Aim: Return the material below unchanged, keeping every line as it stands.

Given data:
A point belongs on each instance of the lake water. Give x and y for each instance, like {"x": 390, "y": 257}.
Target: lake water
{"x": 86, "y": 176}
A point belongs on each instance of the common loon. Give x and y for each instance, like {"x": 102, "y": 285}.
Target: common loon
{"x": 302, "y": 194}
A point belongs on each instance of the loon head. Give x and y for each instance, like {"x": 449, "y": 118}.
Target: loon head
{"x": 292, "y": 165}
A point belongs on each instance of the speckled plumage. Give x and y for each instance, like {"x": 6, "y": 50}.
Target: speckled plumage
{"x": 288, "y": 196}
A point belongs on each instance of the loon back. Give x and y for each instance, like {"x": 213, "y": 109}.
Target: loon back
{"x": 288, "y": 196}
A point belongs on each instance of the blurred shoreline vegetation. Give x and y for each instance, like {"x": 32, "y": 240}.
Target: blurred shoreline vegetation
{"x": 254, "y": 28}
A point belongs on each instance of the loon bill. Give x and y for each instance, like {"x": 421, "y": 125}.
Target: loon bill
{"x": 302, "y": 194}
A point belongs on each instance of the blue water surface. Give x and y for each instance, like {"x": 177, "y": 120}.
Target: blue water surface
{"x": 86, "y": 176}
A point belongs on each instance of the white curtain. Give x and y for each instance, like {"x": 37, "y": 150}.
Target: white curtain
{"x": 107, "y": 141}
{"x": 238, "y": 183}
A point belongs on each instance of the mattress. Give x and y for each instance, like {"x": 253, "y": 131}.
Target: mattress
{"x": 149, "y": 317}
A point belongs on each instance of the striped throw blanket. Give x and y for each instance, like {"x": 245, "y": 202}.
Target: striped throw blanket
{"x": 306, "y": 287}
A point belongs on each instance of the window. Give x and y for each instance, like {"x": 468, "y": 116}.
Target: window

Solution below:
A point belongs on each instance of the lake water. Give x and y for each instance, like {"x": 390, "y": 257}.
Target: lake water
{"x": 86, "y": 176}
A point belongs on each instance of the common loon. Give x and y for each instance, like {"x": 102, "y": 285}.
Target: common loon
{"x": 302, "y": 194}
A point belongs on each instance of the loon head. Give x and y for each instance, like {"x": 449, "y": 118}.
Target: loon head
{"x": 292, "y": 165}
A point belongs on each instance of the speckled plumage. Give x and y for each instance, like {"x": 6, "y": 50}.
Target: speckled plumage
{"x": 288, "y": 196}
A point belongs on each instance of the loon back. Give x and y for each instance, like {"x": 213, "y": 109}.
Target: loon back
{"x": 288, "y": 196}
A point belongs on each instance of the blurred shoreline vegetation. Give x and y for each instance, like {"x": 32, "y": 240}.
Target: blurred shoreline vegetation
{"x": 254, "y": 28}
A point belongs on each instance of the loon bill. Give x and y for each instance, like {"x": 421, "y": 125}.
Target: loon bill
{"x": 302, "y": 194}
A point belongs on each instance of the blue water surface. Give x and y for each instance, like {"x": 177, "y": 120}.
Target: blue water surface
{"x": 86, "y": 176}
A point belongs on each instance of the white curtain. Give x and y for each instance, like {"x": 37, "y": 150}.
Target: white curtain
{"x": 107, "y": 141}
{"x": 238, "y": 183}
A point belongs on each instance of the mattress. Give x and y for each instance, like {"x": 253, "y": 131}.
Target: mattress
{"x": 149, "y": 317}
A point belongs on each instance of the striped throw blanket. Give x and y for each instance, like {"x": 245, "y": 202}.
Target: striped throw blanket
{"x": 306, "y": 287}
A point belongs on each instance of the window. Give x and y for each instance, like {"x": 468, "y": 116}.
Target: window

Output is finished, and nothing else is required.